(Point-per-instance localization data)
== == ==

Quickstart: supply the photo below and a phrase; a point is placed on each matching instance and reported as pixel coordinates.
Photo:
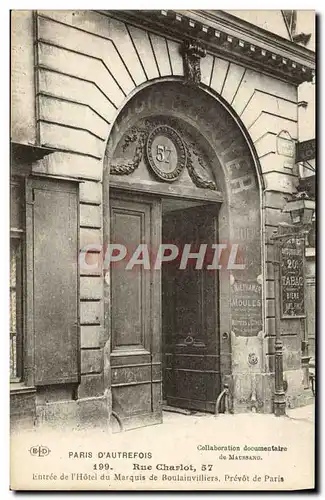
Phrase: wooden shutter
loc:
(54, 237)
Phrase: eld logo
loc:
(39, 451)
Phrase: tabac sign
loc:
(292, 277)
(306, 150)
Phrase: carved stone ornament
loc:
(197, 179)
(252, 359)
(192, 52)
(166, 153)
(137, 135)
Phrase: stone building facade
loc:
(94, 93)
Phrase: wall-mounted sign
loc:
(166, 153)
(292, 277)
(285, 145)
(306, 150)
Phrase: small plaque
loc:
(166, 153)
(286, 146)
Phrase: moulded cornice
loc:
(231, 38)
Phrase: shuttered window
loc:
(52, 268)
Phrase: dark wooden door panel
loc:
(190, 327)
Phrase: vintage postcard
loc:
(162, 250)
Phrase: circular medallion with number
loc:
(166, 153)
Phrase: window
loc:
(290, 17)
(16, 281)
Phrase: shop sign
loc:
(306, 150)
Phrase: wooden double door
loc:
(164, 322)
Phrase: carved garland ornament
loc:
(135, 134)
(166, 153)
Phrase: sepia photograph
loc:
(162, 250)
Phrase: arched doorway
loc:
(179, 172)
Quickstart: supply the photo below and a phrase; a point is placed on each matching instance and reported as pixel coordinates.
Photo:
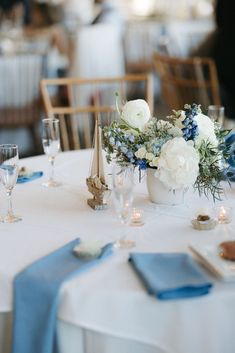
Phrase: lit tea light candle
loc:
(137, 217)
(224, 214)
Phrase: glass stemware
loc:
(123, 184)
(9, 159)
(51, 146)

== == ==

Exercise objective: Above are the records; repeat them all exactly, without the pictures.

Output below:
Quickstart: supply the photo below and a phrase; a point is placed on each matching instance and reported as pixel coordinates.
Photo:
Phrase: wooden shutter
loc:
(54, 237)
Phrase: eld logo
loc:
(39, 451)
Phrase: tabac sign
loc:
(292, 277)
(306, 150)
Phrase: carved stone ornament
loc:
(197, 179)
(252, 359)
(192, 52)
(166, 153)
(137, 135)
Phrase: stone building facade
loc:
(94, 93)
Phrase: wall-mounted sign
loc:
(166, 153)
(292, 277)
(285, 145)
(306, 150)
Phrase: small plaque
loc:
(166, 153)
(286, 146)
Phrase: moulded cornice
loc:
(231, 38)
Phrase: shuttered window
loc:
(52, 268)
Phrase: dark wooden door panel
loc:
(190, 327)
Phrase: vintage postcard
loc:
(162, 250)
Phrase: circular medallion with number
loc:
(166, 153)
Phrase: window
loc:
(290, 17)
(16, 281)
Phrase: shop sign
loc:
(306, 150)
Phrase: wooden double door
loc:
(164, 322)
Phrase: carved garland ornament
loc:
(135, 134)
(166, 153)
Phrase: sepia photograph
loc:
(162, 250)
Phrase: arched doorway
loc:
(179, 172)
Quickstart: supply the photo below and a phrase; a point is placed on each matching instance and reported as pixel coordinates.
Photo:
Phrase: lit tea light candle
loc:
(137, 217)
(224, 214)
Phrase: glass stemware
loc:
(123, 184)
(9, 159)
(51, 146)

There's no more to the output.